EXERCISE REQUIREMENTS | One range is to be output from the listing below, exactly as written: the line with "the white headscarf" to the line with "Mark the tree", both kept.

Segment Start: RECORDS SHOWN

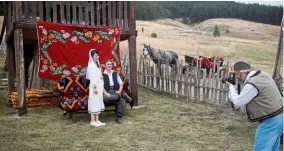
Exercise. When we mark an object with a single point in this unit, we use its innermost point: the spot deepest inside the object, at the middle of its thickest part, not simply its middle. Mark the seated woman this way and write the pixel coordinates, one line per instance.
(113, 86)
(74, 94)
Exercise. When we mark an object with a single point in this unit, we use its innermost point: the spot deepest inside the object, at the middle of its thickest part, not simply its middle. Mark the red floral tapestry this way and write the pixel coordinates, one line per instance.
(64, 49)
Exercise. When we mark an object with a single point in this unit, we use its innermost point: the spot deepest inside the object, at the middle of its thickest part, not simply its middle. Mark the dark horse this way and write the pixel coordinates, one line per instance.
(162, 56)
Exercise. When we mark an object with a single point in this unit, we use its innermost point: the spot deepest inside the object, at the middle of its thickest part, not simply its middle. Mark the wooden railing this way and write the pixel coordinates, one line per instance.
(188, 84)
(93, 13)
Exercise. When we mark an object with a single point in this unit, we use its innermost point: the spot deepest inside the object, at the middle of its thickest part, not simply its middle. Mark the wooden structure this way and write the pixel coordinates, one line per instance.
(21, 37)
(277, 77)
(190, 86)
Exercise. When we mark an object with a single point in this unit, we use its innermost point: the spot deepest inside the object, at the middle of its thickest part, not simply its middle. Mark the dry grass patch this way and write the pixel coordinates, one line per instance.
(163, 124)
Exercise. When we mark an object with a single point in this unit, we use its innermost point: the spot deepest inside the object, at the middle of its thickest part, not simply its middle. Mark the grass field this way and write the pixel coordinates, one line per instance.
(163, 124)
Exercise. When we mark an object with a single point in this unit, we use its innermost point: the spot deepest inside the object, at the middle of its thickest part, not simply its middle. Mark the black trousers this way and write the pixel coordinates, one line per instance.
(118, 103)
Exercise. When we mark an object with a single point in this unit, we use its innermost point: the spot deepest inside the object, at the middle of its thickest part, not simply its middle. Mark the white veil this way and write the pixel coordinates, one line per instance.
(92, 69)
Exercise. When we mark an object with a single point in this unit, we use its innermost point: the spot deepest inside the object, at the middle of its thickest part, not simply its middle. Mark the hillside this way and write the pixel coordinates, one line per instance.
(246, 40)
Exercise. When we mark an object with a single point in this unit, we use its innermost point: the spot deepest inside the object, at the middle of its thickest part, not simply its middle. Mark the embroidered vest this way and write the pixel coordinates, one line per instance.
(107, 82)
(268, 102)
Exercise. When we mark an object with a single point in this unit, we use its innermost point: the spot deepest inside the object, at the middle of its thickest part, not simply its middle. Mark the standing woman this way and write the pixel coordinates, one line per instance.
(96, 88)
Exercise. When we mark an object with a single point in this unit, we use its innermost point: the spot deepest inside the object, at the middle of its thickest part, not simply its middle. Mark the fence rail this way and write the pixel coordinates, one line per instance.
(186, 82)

Segment End: RECORDS SHOWN
Segment Start: RECORDS SHOWN

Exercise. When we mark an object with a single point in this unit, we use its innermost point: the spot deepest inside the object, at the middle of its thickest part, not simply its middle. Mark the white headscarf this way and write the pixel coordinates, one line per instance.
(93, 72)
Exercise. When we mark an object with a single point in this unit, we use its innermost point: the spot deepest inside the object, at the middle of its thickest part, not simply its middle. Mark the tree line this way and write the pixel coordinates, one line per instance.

Segment End: RECORDS SHOWN
Segment Start: RECORDS SHOWN

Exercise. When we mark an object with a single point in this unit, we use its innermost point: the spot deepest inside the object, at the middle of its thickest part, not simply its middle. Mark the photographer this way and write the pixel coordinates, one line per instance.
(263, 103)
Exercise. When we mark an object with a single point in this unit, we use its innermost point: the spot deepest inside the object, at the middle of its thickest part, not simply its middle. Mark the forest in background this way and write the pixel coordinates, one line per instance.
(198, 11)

Segment End: RECORDS SHOWN

RESPONSE BOX |
Exercise. When we mark an object with a single point in this unit, we use its innermost point: the spot deepest inside the object, at the middle of its thickest part, not simply its middle. Mark the white headscarf this way and write the pixel coordinates, one line per instance.
(93, 72)
Exercise. When we mark an object with a single point in this unit, we use its innermost point: the spot deepest inside the object, at the middle of its thickest part, not simply its middle. Mark the tree line this way and write the pixel coordinates, one line per instance.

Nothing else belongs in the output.